### Exercise instructions
Pull out the data below from its first line through the line containing "hole_handling: even-odd rule, per instance", and reproduce those lines unchanged.

### Material for the task
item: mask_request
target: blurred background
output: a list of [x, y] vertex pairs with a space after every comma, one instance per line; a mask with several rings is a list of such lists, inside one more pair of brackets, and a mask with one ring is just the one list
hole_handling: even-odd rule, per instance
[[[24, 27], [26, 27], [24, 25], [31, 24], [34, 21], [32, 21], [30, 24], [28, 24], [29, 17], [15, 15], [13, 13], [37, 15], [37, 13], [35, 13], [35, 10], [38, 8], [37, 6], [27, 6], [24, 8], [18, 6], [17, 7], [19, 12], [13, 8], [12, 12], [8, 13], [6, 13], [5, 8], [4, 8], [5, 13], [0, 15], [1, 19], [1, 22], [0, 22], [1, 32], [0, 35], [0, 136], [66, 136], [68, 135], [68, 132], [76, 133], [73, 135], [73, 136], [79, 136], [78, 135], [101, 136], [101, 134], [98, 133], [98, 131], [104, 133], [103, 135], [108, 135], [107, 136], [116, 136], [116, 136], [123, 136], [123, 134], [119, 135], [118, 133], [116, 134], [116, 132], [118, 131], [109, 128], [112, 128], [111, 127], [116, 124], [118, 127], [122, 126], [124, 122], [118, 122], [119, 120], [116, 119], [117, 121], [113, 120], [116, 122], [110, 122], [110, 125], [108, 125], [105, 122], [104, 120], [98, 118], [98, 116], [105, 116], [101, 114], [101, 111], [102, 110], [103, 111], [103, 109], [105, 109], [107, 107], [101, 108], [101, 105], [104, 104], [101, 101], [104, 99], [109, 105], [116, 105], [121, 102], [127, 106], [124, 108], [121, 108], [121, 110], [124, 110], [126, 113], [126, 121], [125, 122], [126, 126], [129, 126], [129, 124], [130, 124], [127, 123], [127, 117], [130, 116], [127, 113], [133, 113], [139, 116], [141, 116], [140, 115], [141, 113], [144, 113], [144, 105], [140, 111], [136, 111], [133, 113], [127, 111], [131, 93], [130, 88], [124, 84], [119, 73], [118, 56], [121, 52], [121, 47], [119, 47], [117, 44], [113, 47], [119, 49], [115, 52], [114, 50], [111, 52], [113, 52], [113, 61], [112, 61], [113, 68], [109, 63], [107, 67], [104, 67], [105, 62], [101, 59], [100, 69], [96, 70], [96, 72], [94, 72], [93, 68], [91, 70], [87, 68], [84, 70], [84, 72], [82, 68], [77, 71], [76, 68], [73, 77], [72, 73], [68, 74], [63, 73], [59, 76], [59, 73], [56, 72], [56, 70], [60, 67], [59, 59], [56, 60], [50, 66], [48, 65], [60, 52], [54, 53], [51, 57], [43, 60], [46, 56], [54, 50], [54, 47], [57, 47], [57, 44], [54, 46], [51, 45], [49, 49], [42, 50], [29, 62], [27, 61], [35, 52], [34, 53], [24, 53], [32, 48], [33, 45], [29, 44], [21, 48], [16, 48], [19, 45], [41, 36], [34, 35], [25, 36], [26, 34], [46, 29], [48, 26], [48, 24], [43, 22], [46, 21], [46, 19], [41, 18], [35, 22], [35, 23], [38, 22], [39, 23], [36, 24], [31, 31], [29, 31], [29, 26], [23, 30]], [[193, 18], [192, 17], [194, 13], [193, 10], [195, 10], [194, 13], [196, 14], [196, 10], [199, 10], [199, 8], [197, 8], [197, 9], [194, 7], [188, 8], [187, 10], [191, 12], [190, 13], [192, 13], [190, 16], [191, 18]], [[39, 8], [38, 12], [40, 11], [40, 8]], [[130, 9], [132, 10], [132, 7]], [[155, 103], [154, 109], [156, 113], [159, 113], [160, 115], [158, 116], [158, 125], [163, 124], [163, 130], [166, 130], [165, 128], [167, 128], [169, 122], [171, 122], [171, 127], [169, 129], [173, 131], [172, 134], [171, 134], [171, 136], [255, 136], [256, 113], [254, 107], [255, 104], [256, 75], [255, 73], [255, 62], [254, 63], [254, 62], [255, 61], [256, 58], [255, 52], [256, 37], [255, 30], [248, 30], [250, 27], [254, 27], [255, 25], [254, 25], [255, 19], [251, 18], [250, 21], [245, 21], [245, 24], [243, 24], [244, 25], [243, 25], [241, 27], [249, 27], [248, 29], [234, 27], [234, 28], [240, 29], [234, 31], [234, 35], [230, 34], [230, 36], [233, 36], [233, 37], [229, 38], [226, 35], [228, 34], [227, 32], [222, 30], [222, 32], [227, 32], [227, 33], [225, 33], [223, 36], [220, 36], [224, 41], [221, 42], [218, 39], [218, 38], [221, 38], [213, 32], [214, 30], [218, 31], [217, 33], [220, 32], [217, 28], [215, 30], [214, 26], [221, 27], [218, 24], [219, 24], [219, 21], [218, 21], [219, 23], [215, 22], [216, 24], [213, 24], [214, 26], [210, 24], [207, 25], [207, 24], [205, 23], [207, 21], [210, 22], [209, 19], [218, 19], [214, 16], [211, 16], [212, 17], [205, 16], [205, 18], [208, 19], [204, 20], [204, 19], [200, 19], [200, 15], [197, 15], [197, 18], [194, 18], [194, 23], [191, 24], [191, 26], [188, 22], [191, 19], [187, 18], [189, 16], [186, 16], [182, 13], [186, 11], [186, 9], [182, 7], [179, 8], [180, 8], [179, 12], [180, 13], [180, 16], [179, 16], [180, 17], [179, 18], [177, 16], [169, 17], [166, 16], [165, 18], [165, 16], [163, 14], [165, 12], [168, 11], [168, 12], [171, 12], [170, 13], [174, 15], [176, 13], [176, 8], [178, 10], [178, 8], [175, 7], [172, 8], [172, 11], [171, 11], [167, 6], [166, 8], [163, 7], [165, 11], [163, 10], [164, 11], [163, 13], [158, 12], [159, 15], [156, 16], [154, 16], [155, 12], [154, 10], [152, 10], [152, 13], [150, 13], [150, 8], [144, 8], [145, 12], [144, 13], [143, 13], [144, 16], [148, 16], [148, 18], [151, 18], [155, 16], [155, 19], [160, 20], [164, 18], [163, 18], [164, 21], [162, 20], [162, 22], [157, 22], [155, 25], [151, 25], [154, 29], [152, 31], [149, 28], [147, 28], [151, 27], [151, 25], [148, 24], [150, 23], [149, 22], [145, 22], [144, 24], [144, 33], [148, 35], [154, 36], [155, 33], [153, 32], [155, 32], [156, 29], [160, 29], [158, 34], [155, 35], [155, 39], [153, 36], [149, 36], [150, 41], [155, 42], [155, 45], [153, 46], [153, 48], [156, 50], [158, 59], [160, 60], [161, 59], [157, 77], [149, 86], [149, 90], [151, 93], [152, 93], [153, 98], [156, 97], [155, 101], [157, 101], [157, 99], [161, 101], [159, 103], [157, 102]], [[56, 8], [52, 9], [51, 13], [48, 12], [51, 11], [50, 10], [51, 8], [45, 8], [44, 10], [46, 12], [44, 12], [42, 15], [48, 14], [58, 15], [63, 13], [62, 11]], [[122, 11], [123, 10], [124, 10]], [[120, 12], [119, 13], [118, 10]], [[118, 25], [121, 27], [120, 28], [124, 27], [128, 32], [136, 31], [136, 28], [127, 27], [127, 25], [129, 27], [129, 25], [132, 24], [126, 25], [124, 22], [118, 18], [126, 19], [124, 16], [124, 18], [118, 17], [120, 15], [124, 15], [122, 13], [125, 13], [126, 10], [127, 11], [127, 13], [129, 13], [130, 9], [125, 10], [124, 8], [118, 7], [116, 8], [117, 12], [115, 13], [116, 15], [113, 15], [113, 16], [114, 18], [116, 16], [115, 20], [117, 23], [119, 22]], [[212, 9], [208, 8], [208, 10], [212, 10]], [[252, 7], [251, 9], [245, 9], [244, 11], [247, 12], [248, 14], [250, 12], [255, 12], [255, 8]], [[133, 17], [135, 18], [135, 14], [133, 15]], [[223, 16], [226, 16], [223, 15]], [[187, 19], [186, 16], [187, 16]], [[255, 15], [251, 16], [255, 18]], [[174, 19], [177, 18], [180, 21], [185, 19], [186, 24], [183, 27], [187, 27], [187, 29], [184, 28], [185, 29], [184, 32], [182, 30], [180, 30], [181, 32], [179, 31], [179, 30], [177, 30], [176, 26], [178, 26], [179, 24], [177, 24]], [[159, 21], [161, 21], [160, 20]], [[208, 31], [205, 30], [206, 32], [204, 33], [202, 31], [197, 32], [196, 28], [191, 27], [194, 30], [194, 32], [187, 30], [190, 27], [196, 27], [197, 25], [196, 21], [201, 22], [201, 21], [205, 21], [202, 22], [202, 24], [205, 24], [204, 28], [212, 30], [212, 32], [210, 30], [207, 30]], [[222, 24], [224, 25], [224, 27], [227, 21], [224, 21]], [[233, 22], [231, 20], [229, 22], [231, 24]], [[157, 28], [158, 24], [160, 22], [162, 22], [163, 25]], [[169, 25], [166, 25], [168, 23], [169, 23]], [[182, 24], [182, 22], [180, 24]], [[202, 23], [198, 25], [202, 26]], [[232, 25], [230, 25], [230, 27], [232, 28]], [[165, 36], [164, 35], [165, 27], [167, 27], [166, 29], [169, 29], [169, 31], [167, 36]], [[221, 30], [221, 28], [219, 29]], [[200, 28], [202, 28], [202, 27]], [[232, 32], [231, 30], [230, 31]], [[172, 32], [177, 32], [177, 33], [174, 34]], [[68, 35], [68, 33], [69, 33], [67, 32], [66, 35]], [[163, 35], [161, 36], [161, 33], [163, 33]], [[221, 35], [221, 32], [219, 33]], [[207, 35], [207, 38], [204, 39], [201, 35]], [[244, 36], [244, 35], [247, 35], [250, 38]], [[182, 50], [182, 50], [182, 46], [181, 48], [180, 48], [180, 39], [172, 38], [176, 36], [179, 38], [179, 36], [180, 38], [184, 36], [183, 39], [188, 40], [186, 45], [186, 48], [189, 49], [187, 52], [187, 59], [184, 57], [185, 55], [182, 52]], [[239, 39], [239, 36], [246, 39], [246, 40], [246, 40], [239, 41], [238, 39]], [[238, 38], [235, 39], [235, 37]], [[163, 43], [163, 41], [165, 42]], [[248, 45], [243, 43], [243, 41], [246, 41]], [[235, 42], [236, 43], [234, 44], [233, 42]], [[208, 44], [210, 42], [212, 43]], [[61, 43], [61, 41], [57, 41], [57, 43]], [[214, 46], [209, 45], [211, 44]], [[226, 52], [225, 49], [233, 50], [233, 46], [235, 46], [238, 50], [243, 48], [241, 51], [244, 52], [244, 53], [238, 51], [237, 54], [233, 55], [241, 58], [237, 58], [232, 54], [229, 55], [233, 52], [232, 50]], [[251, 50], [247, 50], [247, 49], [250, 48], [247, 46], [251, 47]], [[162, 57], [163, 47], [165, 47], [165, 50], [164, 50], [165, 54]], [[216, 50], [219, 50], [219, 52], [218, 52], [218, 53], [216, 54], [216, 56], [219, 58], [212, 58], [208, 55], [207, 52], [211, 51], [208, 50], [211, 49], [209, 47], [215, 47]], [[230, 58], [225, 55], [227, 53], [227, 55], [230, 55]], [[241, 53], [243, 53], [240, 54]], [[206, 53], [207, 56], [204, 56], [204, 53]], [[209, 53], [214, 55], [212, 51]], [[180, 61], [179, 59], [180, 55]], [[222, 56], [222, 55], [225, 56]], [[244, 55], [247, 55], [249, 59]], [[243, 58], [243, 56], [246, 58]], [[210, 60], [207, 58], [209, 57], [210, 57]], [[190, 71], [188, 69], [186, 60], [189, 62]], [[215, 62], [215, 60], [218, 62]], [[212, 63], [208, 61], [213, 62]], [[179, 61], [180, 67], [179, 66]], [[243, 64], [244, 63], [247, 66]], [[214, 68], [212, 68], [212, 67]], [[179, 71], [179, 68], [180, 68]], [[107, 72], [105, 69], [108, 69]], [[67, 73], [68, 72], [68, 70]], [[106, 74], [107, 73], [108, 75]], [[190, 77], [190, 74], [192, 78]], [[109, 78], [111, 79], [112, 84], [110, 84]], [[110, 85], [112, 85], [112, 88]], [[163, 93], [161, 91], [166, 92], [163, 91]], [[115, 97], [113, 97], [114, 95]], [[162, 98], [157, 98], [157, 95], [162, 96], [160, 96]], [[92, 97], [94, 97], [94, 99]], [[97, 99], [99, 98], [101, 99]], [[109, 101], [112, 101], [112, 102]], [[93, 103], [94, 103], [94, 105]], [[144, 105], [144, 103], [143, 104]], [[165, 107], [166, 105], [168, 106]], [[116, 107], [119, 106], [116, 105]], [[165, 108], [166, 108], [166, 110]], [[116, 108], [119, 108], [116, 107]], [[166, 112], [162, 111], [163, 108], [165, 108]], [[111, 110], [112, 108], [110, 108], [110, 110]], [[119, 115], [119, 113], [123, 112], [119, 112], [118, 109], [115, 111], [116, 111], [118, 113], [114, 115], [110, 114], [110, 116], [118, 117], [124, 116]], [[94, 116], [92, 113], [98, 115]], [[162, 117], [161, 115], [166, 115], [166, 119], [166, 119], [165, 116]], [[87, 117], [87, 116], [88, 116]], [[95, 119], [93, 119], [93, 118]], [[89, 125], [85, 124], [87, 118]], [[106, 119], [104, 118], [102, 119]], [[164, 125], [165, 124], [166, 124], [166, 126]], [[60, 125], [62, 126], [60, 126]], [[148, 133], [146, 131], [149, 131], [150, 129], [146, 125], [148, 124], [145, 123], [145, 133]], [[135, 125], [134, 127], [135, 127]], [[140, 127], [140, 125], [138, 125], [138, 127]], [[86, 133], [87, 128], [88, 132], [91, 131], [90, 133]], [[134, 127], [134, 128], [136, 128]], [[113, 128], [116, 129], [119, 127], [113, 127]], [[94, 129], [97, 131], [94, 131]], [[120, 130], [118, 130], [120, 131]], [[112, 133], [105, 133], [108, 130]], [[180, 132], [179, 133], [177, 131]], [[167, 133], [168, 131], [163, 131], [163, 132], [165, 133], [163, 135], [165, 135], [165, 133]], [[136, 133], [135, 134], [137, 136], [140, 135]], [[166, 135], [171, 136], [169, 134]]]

### Final result
item: mask_request
target: blurred background
output: a list of [x, y] vertex pairs with a space after every comma, one instance per line; a mask with several rings is a list of such lists, inside one more pair of brackets, and a mask with one ring is just the one list
hole_handling: even-odd rule, per instance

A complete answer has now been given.